# Task objective
Write out nothing except the lines running from the one containing "Where can the patterned" to the last line of the data, exactly as they stand.

# Data records
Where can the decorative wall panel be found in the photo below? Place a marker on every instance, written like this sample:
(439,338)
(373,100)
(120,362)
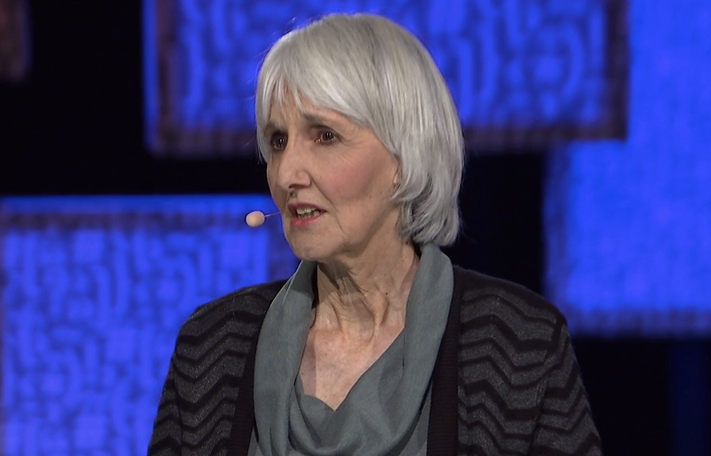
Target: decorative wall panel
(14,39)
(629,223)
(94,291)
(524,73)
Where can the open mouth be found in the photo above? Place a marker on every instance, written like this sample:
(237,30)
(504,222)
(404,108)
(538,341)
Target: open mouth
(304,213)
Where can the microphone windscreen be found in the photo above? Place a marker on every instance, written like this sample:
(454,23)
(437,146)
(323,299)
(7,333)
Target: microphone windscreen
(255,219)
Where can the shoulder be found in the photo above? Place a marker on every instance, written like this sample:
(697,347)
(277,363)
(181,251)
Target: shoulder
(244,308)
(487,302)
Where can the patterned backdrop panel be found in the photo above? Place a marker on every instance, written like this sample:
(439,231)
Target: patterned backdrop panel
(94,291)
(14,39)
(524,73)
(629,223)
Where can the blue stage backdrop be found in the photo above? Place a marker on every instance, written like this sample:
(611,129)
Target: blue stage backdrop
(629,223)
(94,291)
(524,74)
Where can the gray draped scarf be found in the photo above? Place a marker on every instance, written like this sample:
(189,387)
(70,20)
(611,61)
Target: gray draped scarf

# Result of the exercise
Where can the patterned backdrop panel be found in the photo above? Place a marker on every instance, written like this sample:
(439,231)
Target: patterned backdrop panel
(94,291)
(14,39)
(524,73)
(629,223)
Where can the blue stage backdrop be found in the photo above? Place a marker on every instance, written like this sample:
(611,129)
Target: blue stage backdrop
(629,223)
(94,291)
(524,74)
Where can the gray draped scarf be found in the photo above? Place a marker on every instance, written like this sample:
(189,387)
(70,20)
(611,61)
Target: gray draped scarf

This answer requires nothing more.